» ZU ERLEDIGEN
1. Schreib aus dem Text über klimabedingte Schäden und Verluste den Abschnitt von „Klimabedingte Schäden und“ bis „Meeresspiegel steigen lassen.“ wortgetreu ab.
2. Setze den Text über klimabedingte Schäden und Verluste im Anschluss an seinen letzten Satz fort.

Klimabedingte Schäden und Verluste: Die politische Herausforderung annehmen und gerecht lösen
Im August diesen Jahres haben verheerende Überschwemmungen und Erdrutsche, ausgelöst durch ungewöhnlich starken Monsunregen, in Asien zahlreichen Menschen das Leben gekostet.
Vor allem in Myanmar wurden hunderttausende Häuser sowie Straßen zerstört und Reisfelder überflutet. Der Weltklimarat (IPCC) warnt in seinem aktuellen Bericht, dass durch den Klimawandel solche und andere Wetterextreme an Dauer und Intensität zukünftig noch zunehmen (IPCC 2014b). Damit werden auch klimabedingte „Schäden und Verluste“ (engl. Loss and Damage, L&D) wachsen, sei es in der Folge von Wetterextremen oder aufgrund von langsam voranschreitenden Klimaveränderungen, die Gletscher schmelzen, Dauerfrostböden auftauen oder den Meeresspiegel steigen lassen.

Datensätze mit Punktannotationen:

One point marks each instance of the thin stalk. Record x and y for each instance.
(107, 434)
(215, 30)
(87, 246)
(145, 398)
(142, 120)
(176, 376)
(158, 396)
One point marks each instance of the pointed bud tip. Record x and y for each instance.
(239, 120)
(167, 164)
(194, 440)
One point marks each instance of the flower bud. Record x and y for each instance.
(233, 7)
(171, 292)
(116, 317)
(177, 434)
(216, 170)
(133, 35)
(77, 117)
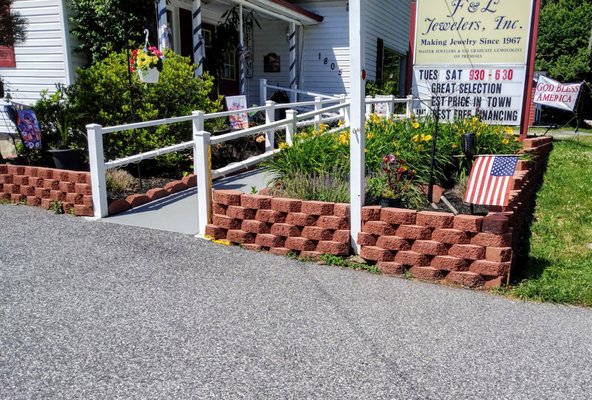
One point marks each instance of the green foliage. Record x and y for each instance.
(106, 26)
(108, 94)
(560, 261)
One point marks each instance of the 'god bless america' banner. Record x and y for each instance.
(470, 58)
(555, 94)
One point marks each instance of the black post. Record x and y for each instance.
(433, 164)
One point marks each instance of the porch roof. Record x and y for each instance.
(284, 10)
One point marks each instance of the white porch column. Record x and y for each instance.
(357, 135)
(163, 31)
(242, 50)
(292, 38)
(199, 50)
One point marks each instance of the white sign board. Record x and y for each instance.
(555, 94)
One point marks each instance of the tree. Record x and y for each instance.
(105, 26)
(12, 25)
(563, 47)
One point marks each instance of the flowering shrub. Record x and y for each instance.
(145, 59)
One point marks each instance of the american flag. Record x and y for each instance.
(490, 179)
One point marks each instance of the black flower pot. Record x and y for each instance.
(70, 159)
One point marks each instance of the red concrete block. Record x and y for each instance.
(285, 230)
(42, 193)
(239, 236)
(256, 201)
(391, 268)
(227, 197)
(280, 251)
(21, 180)
(83, 189)
(301, 219)
(451, 236)
(175, 187)
(119, 206)
(35, 181)
(317, 233)
(286, 205)
(251, 246)
(270, 216)
(366, 239)
(33, 201)
(489, 268)
(434, 219)
(73, 198)
(87, 201)
(226, 222)
(239, 212)
(27, 190)
(341, 210)
(492, 240)
(393, 243)
(341, 236)
(331, 247)
(430, 247)
(465, 278)
(468, 223)
(374, 253)
(398, 216)
(378, 228)
(78, 177)
(216, 232)
(467, 251)
(498, 254)
(190, 180)
(425, 273)
(448, 263)
(495, 223)
(219, 209)
(81, 210)
(57, 195)
(317, 208)
(269, 240)
(15, 170)
(414, 232)
(250, 225)
(156, 193)
(371, 213)
(51, 184)
(332, 222)
(135, 200)
(300, 244)
(412, 258)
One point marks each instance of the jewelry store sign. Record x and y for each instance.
(470, 58)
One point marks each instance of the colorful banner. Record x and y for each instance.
(555, 94)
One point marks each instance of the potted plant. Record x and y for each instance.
(147, 63)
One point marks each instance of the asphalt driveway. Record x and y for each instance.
(90, 310)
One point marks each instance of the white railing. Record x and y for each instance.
(324, 111)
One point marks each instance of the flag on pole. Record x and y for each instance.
(489, 183)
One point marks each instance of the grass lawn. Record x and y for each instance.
(560, 266)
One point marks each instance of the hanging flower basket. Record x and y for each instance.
(147, 63)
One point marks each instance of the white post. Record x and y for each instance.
(262, 91)
(318, 107)
(241, 34)
(357, 10)
(97, 170)
(291, 116)
(198, 42)
(292, 40)
(162, 26)
(409, 106)
(269, 118)
(201, 168)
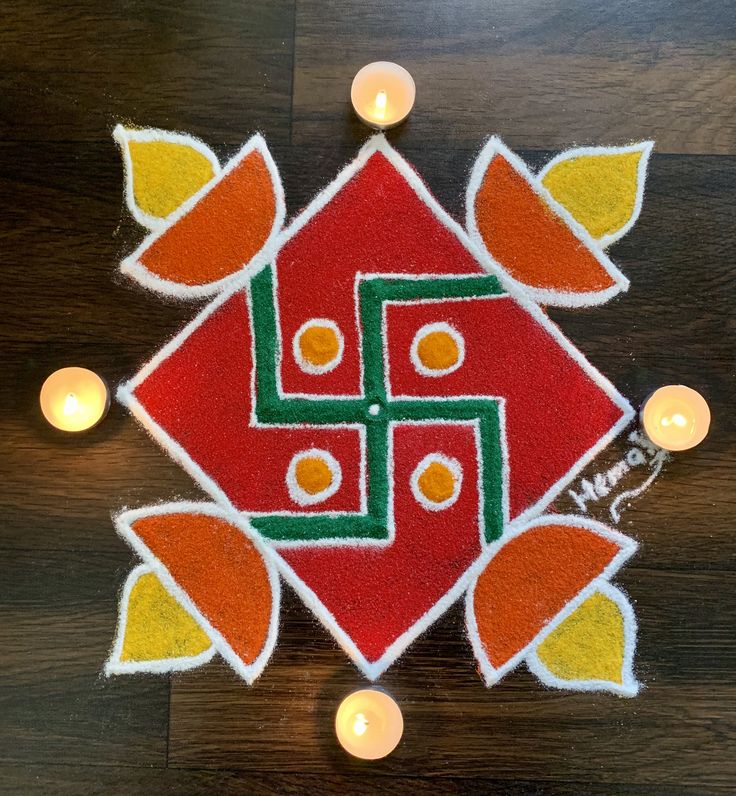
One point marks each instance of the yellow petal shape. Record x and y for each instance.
(156, 627)
(163, 170)
(589, 644)
(602, 188)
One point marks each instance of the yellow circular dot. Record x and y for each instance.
(438, 350)
(313, 474)
(437, 482)
(319, 345)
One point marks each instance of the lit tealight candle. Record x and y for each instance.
(369, 724)
(383, 94)
(74, 399)
(676, 417)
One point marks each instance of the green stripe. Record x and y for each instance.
(272, 409)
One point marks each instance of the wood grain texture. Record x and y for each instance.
(542, 75)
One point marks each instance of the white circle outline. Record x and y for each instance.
(428, 328)
(301, 496)
(453, 465)
(308, 367)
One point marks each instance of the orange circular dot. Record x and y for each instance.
(313, 474)
(319, 345)
(438, 350)
(437, 483)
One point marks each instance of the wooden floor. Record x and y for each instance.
(543, 74)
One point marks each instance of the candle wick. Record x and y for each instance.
(71, 404)
(361, 724)
(381, 103)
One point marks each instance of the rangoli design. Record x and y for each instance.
(379, 409)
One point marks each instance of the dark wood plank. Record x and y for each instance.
(540, 74)
(71, 71)
(60, 780)
(454, 725)
(58, 618)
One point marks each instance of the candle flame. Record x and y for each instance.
(71, 404)
(360, 725)
(381, 103)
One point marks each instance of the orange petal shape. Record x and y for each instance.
(533, 238)
(216, 233)
(220, 573)
(531, 578)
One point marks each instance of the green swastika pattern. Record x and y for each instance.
(271, 408)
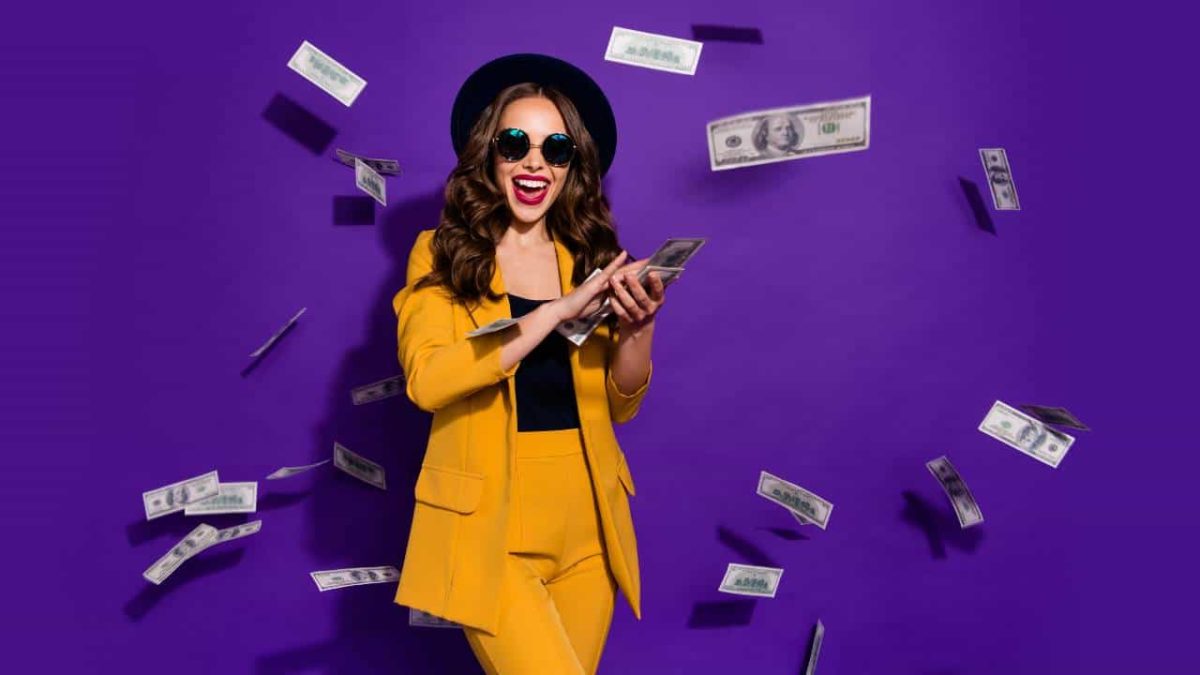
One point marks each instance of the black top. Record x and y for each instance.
(544, 382)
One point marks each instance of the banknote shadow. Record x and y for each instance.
(257, 360)
(787, 533)
(721, 614)
(978, 207)
(203, 565)
(713, 33)
(940, 525)
(349, 524)
(353, 209)
(750, 553)
(299, 124)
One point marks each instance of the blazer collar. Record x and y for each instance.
(492, 310)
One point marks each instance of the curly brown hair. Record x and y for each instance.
(477, 213)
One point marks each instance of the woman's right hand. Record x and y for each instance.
(587, 298)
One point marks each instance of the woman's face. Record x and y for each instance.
(779, 132)
(529, 184)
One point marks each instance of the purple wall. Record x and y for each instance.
(845, 323)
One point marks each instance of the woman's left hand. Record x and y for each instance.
(635, 306)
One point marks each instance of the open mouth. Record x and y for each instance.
(531, 189)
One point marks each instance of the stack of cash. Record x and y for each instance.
(667, 262)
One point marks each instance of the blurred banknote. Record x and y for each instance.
(577, 330)
(378, 390)
(1056, 416)
(178, 496)
(370, 181)
(778, 135)
(795, 499)
(237, 532)
(1000, 179)
(289, 471)
(817, 638)
(279, 334)
(232, 497)
(965, 507)
(193, 543)
(1026, 434)
(387, 167)
(322, 70)
(495, 327)
(331, 579)
(425, 620)
(651, 51)
(750, 580)
(359, 466)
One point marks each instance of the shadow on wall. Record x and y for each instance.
(357, 525)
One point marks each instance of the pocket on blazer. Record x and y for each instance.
(449, 488)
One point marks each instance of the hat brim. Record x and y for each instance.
(493, 77)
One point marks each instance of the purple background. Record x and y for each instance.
(845, 323)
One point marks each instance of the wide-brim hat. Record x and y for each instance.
(492, 77)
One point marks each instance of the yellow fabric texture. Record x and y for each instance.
(456, 561)
(557, 597)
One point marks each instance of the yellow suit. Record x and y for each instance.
(456, 547)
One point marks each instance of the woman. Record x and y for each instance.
(521, 531)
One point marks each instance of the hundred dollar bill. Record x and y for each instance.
(378, 390)
(237, 532)
(193, 543)
(359, 466)
(675, 252)
(1026, 434)
(178, 496)
(232, 497)
(279, 334)
(965, 506)
(750, 580)
(425, 620)
(1057, 416)
(1000, 178)
(331, 579)
(289, 471)
(577, 330)
(795, 499)
(495, 327)
(817, 638)
(322, 70)
(779, 135)
(651, 51)
(387, 167)
(370, 181)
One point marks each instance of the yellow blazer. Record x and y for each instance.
(456, 547)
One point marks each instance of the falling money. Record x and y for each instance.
(322, 70)
(359, 466)
(333, 579)
(1026, 434)
(178, 496)
(750, 580)
(1000, 178)
(965, 507)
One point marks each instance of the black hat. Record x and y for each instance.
(492, 77)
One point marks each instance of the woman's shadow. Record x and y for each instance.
(357, 525)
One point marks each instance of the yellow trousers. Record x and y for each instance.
(557, 596)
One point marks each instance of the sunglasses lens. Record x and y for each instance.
(513, 144)
(558, 149)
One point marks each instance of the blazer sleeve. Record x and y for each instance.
(622, 407)
(439, 368)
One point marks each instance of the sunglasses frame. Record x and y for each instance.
(529, 145)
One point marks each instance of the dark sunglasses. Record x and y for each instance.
(513, 144)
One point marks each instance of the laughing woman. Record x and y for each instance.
(522, 531)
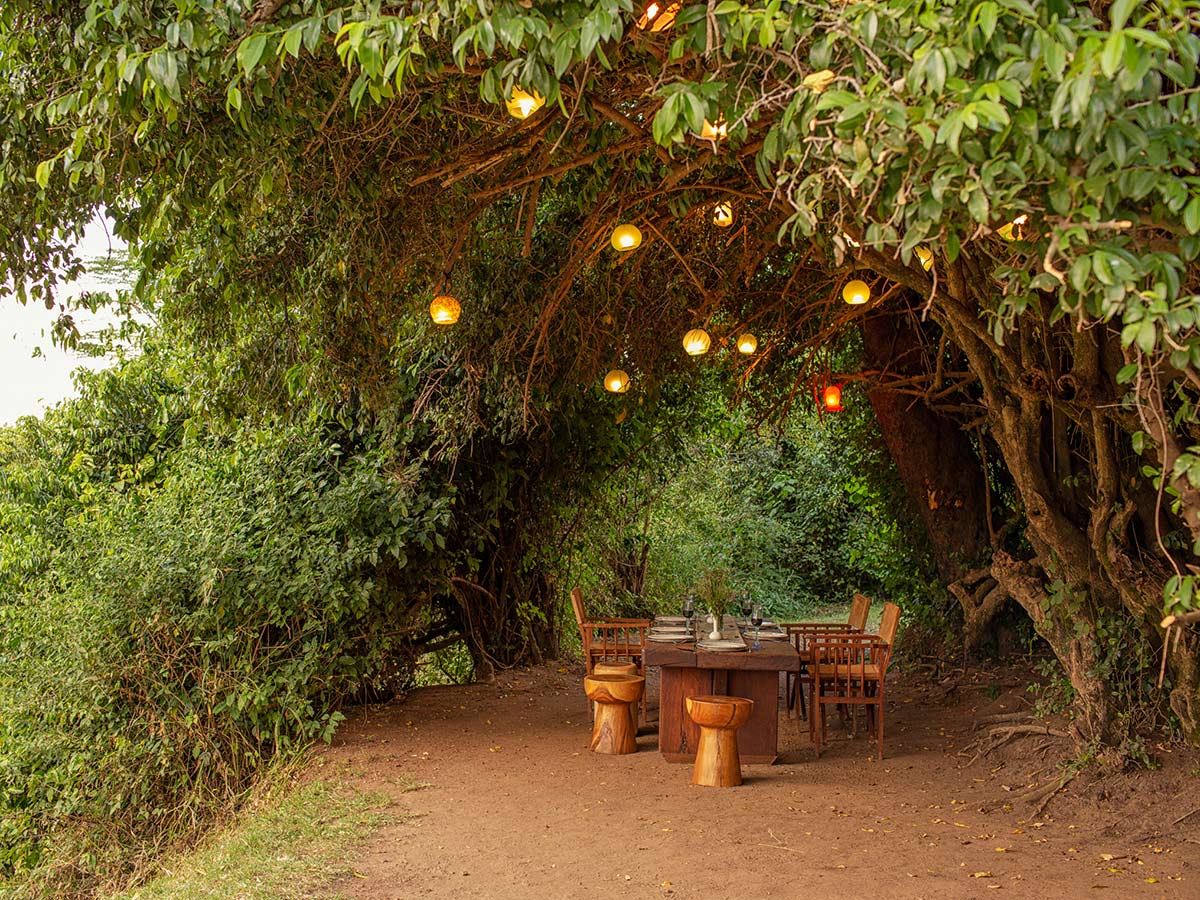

» ANTWORTEN
1.
Klimabedingte Schäden und Verluste: Die politische Herausforderung annehmen und gerecht lösen
Im August diesen Jahres haben verheerende Überschwemmungen und Erdrutsche, ausgelöst durch ungewöhnlich starken Monsunregen, in Asien zahlreichen Menschen das Leben gekostet.
Vor allem in Myanmar wurden hunderttausende Häuser sowie Straßen zerstört und Reisfelder überflutet. Der Weltklimarat (IPCC) warnt in seinem aktuellen Bericht, dass durch den Klimawandel solche und andere Wetterextreme an Dauer und Intensität zukünftig noch zunehmen (IPCC 2014b). Damit werden auch klimabedingte „Schäden und Verluste“ (engl. Loss and Damage, L&D) wachsen, sei es in der Folge von Wetterextremen oder aufgrund von langsam voranschreitenden Klimaveränderungen, die Gletscher schmelzen, Dauerfrostböden auftauen oder den Meeresspiegel steigen lassen.

2.
Das Ausmaß der Folgen hängt von zwei Faktoren ab: den Anstrengungen zur Emissionsminderung sowie den Erfolgen bei Klimaanpassung und Klimarisikomanagement. Beides steht im Zentrum der 1992 verabschiedeten UN-Klimarahmenkonvention (UNFCCC), die das Ziel verfolgt, die „Stabilisierung der Treibhausgaskonzentrationen in der Atmosphäre auf einem Niveau zu erreichen, auf dem eine gefährliche anthropogene Störung des Klimasystems verhindert wird“ (UNFCCC 1992). Weil die Emissionen aus Vergangenheit und Gegenwart bereits ein bestimmtes Maß an klimabedingten Schäden bedingen (vgl. Warner/Zakieldeen 2012), ist Emissionsminderung allein keine hinreichende Antwort. Und auch künftig wird es nicht möglich sein, Folgeschäden des Klimawandels vollständig zu vermeiden, selbst wenn die Treibhausgasemissionen schnell und vollständig zurückgeführt werden. Da die Anpassungsfähigkeit an den Klimawandel ebenfalls an natürliche, technische und wirtschaftliche Grenzen stößt (vgl. IPCC 2007, Kapitel 17.4.2), komme es zu Schäden und Verlusten.
Abschätzungen über die künftige geographische Verteilung sowie das Ausmaß klimabedingter Schäden und Verluste ‒ etwa auf Grundlage der Klimaszenarien des IPCC ‒ sind bislang noch mit großen Unsicherheiten behaftet. Die aktuellen Trends, wissenschaftlichen Erkenntnisse und Risikofaktoren sind Gegenstand des ersten Kapitels dieser Publikation.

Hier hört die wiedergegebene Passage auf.